(YOUR TASK):
In the article on Paramount stock below, to what amount was the quarterly dividend cut?

At $13, Is Paramount Stock Deeply Undervalued?
Paramount Global stock (NASDAQ: PARA) has had a tough year, declining by about 21% year-to-date, underperforming the S&P 500 which has risen by about 13% over the same period. The stock also remains down by over 36% in the last 12 months. The markets have been penalizing Paramount for some time now, considering its mounting investments into streaming operations and the company’s decision to cut its quarterly dividend from $0.24 to $0.05 per share earlier this year. Moreover, the linear TV advertising market has faced headwinds as high inflation and softening consumer spending have caused marketers to pare back on ad spending, and this, too, has impacted Paramount. Although Paramount’s Q2 2023 results were a bit better than expected, revenue still declined by about 2% year-over-year to $7.62 billion, while adjusted earnings came in at $0.10 per share. The recent settlement between The Walt Disney Company and Charter – which will involve Disney removing smaller, underperforming channels from cable bundles while adding streaming offerings – is also likely to have broader repercussions for the TV industry, and this could also be weighing on Paramount stock, given its exposure to the legacy TV space.
Interestingly, Paramount stock has a Sharpe Ratio of -0.3 since early 2017, lower than 0.6 for the S&P 500 Index over the same period. This compares with the Sharpe of 1.3 for the Trefis Reinforced Value portfolio. Sharpe is a measure of return per unit of risk, and high-performance portfolios can provide the best of both worlds.

(MATERIAL):
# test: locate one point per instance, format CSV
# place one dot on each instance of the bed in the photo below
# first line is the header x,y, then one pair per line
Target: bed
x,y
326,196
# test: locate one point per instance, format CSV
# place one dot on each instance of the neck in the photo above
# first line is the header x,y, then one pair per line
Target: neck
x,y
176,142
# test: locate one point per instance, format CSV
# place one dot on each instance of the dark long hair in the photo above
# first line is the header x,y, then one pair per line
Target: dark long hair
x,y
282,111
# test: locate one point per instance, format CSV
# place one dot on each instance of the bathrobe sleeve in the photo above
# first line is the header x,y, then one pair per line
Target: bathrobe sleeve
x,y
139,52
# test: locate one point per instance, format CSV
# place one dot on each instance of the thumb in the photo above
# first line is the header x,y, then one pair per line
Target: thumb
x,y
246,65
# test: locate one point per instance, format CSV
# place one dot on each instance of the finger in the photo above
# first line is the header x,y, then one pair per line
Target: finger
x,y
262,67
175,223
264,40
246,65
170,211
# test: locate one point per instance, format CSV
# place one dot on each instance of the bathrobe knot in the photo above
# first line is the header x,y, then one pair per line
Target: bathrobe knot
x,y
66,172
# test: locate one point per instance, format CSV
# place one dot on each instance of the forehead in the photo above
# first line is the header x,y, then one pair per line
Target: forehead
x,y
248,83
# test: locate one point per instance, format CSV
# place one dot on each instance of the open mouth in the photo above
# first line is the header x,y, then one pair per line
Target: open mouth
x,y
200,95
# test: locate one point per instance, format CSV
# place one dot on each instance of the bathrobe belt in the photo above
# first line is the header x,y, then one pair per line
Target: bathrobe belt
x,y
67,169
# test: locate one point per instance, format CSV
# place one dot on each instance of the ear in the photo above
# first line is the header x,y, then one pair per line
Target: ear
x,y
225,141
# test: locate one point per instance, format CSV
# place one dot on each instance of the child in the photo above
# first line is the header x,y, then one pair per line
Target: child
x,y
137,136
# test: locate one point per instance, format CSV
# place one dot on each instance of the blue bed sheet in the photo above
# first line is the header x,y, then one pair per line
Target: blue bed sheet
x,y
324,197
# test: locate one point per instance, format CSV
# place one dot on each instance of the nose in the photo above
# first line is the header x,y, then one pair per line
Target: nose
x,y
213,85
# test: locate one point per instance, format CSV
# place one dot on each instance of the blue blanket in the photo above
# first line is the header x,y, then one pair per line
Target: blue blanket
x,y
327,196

--

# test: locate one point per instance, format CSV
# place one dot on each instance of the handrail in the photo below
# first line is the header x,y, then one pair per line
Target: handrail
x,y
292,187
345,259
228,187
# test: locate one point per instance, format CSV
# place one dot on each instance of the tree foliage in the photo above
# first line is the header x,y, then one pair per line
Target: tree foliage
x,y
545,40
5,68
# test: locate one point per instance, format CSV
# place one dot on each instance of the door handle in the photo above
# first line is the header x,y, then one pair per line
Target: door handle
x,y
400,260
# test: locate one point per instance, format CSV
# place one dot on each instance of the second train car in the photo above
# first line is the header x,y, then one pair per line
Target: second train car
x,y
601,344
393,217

(REPLY TO THE EXERCISE):
It was cut from $0.24 to $0.05 per share.